— Data shown —

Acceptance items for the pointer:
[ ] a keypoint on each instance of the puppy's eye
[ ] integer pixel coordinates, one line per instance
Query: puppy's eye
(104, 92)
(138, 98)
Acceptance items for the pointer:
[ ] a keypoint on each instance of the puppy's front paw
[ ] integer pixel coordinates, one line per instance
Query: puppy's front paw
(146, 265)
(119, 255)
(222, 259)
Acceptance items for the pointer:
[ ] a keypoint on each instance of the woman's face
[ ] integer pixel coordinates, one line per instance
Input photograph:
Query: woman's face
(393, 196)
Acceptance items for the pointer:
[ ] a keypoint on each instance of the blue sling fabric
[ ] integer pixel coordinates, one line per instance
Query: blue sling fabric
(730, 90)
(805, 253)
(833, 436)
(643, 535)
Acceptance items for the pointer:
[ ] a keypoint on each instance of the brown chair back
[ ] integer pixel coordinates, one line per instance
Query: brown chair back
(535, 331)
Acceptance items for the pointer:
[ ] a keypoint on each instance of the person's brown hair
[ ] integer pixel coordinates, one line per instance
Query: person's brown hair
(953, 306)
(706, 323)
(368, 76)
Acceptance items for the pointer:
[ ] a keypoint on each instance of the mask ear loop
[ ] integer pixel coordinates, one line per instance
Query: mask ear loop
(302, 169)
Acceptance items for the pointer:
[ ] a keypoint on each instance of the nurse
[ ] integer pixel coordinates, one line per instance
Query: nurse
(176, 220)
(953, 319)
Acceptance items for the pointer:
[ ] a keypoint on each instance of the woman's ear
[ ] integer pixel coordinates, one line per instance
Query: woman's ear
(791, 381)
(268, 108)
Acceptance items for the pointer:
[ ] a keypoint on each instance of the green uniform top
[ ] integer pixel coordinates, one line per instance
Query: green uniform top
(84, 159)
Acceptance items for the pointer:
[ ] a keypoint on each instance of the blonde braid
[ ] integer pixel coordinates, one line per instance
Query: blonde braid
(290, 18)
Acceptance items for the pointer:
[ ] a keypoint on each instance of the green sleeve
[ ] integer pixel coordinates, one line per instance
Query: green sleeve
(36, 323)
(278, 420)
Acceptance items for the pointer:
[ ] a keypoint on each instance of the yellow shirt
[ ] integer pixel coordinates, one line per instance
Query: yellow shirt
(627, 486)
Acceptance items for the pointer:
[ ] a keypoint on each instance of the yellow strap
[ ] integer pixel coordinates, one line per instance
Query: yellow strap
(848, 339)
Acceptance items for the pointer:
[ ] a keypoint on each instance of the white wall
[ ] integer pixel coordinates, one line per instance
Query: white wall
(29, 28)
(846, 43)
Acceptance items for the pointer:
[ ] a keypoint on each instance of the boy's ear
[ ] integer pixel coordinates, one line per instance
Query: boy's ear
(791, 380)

— What to do —
Could you quote the material above in full, exactly as it stands?

— Answer to this task —
Acceptance items for the pointer:
[ ] a keypoint on each instance of the puppy's eye
[ ] integer pixel coordinates, one line per instance
Query: puppy's eye
(104, 92)
(138, 98)
Acceptance items for the pointer:
[ ] a keypoint on each instance of the puppy's front paw
[ ] integer pixel coordinates, one line per instance
Query: puppy's front paw
(146, 265)
(119, 255)
(222, 259)
Acceptance items for the pointer:
[ ] a keypoint on each instance of the woman's face
[ ] integer pixel coordinates, one line per instance
Input photograph:
Query: woman's face
(393, 196)
Acceptance items for the pointer:
[ ] a keypoint on each instance of the blue sling fabric
[ ] integer pixel coordinates, one line per instance
Query: blue sling fabric
(730, 90)
(805, 253)
(833, 436)
(643, 535)
Acceptance items for the pointer:
[ ] a keypoint on each instance of the brown chair back
[ ] integer pixel coordinates, one line per instance
Query: brown chair back
(535, 331)
Acceptance items for the pointer:
[ ] a keypoint on each instance of the person's brown hair
[ ] integer pixel coordinates, one line per instance
Query: person's brown hair
(953, 306)
(706, 323)
(368, 76)
Acceptance items for the pointer:
[ ] a keypoint on each instance of the mask ear loop
[ ] integer pixel coordinates, one line per instance
Query: mask ear loop
(302, 169)
Acceptance items for the pointer:
[ ] a keypoint on each instance of the nurse
[ ] integer pixel coordinates, one line per instance
Query: nurse
(176, 220)
(953, 319)
Acceptance items for the pointer:
[ ] a keypoint on each instance of the woman's ear
[ ] integer pixel coordinates, one line per instance
Query: woman's ear
(791, 381)
(268, 108)
Acceptance items for the pointer:
[ ] a keypoint on each instance of the green uniform top
[ ] integer pixel coordinates, one line per instance
Query: green uniform top
(84, 159)
Acceptance items for the pointer:
[ ] a keypoint on each instance of the blonde braid
[ ] integer pixel coordinates, one line per instance
Query: blonde braid
(290, 18)
Acceptance items for the pointer:
[ ] a keypoint on each instance of the green sleeve
[ ] integer pixel coordinates, one line per instance
Query: green sleeve
(36, 323)
(278, 420)
Acceptance items for the pointer:
[ ] a keypoint on each instance of the yellow shirt
[ ] integer pixel coordinates, one line per instance
Query: yellow shirt
(627, 486)
Acceptance items for the pointer:
[ ] a keypoint on each instance of the yellow strap
[ ] integer pixel coordinates, one line per instance
Query: yellow strap
(848, 339)
Acceptance items for the pointer:
[ ] a keypoint on each instance of the white wall
[ ] integer pixel coordinates, one line per instance
Query: white wall
(29, 28)
(846, 43)
Acceptance items for the pointer:
[ ] a keypoint on each instance of the boy's ear
[ ] integer pixel coordinates, one line per instance
Query: boy's ear
(791, 380)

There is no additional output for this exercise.